┏━━

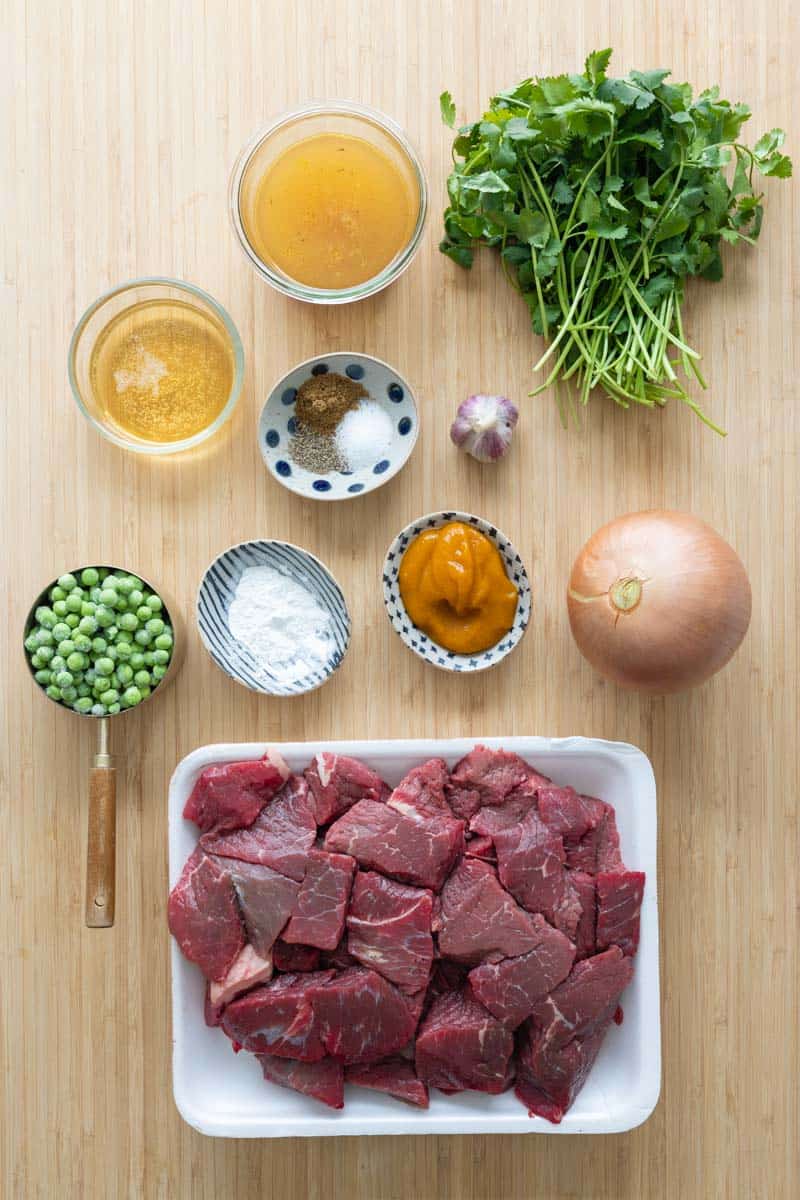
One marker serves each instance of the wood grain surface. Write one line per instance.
(120, 124)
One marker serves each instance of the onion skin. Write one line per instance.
(659, 601)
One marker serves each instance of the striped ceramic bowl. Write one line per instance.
(217, 591)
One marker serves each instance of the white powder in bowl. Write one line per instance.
(280, 623)
(365, 435)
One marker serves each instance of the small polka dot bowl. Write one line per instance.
(277, 426)
(289, 677)
(423, 646)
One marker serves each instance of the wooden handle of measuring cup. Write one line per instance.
(101, 861)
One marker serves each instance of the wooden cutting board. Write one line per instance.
(120, 123)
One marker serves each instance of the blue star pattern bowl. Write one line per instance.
(276, 427)
(217, 591)
(437, 655)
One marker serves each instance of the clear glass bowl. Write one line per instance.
(109, 306)
(331, 117)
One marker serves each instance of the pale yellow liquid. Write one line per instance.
(162, 370)
(332, 211)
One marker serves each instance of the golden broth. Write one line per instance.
(332, 211)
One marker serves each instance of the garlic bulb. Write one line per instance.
(483, 426)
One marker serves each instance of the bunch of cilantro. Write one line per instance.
(602, 197)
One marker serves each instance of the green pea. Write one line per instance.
(104, 617)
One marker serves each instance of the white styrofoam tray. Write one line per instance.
(224, 1095)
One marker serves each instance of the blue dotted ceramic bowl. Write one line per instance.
(276, 427)
(218, 588)
(437, 655)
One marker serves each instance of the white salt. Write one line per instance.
(365, 435)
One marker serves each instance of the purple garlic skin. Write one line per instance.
(483, 426)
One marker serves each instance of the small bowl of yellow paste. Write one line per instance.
(456, 592)
(329, 202)
(156, 365)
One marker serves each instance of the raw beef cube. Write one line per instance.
(619, 900)
(477, 919)
(278, 1018)
(247, 971)
(488, 777)
(389, 929)
(585, 941)
(318, 917)
(396, 1077)
(281, 835)
(230, 796)
(324, 1080)
(530, 863)
(421, 851)
(294, 958)
(491, 819)
(462, 1045)
(362, 1018)
(511, 988)
(548, 1079)
(566, 813)
(204, 918)
(265, 899)
(422, 792)
(587, 1000)
(336, 783)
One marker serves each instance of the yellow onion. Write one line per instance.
(659, 601)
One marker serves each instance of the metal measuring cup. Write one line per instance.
(101, 850)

┗━━

What the task requires
Give back every record above exactly as written, skipping each picture.

Response to this exercise
One marker serves each instance of the wood grain surface. Write one line per instance.
(120, 124)
One marker serves each instance of the onion skin. Write one line per instance.
(659, 601)
One marker serves each instance of the striped ceramic bowl. Write one line per instance.
(217, 591)
One marker serves each instance of the white powder in bowl. Write one line per instance.
(280, 623)
(365, 435)
One marker serves each instance of the small polka dot bowl. Write one line per instance.
(277, 426)
(289, 677)
(423, 646)
One marker serves each instance of the wooden handle of measuring cup. Write one line per instance.
(101, 861)
One marker serves each instance of the wooden cutting board. Write one line per instance.
(120, 123)
One marker serves each instance of the blue star pattern bowl. Write one line per instance.
(276, 427)
(217, 591)
(437, 655)
One marker serves each instance of the clear glass bowl. Write one line per instance.
(109, 306)
(331, 117)
One marker serves each instance of the pale yellow liquid. Write one line per instance.
(162, 370)
(332, 211)
One marker serves each instance of the golden broth. Write one line per instance.
(332, 211)
One marker serves each instance of the garlic bulb. Write one line per instance.
(483, 426)
One marker serves each instance of the bunch of cilantro. Write one line per instance.
(602, 197)
One marker serves each instance of the green pea. Write one line per instance.
(104, 617)
One marker serves each instance of the white styrofoam tray. Write one line per instance.
(224, 1095)
One marker serves each instance of the blue dotted ceramic bowl. Write one line per instance.
(276, 427)
(218, 588)
(437, 655)
One marker serves each instance of the white salt. Write one line per instance.
(365, 435)
One marker serves each instance of the purple garlic skin. Write one line per instance.
(483, 426)
One marker serves each instance of the small bowl of yellow paste. Write one line per instance.
(456, 592)
(329, 202)
(156, 365)
One marker serves each instance of the raw beef cube. Write one line per instance.
(619, 900)
(477, 919)
(278, 1018)
(247, 971)
(488, 777)
(389, 929)
(585, 941)
(318, 917)
(396, 1077)
(281, 835)
(230, 796)
(324, 1080)
(530, 863)
(421, 851)
(294, 958)
(491, 819)
(462, 1045)
(362, 1018)
(511, 988)
(548, 1079)
(566, 813)
(204, 918)
(265, 899)
(422, 792)
(587, 1000)
(336, 783)
One marker serves each instance of the yellow onion. Write one line per instance.
(659, 601)
One marker serves each instance of the metal measuring cup. Write one line per instance.
(101, 850)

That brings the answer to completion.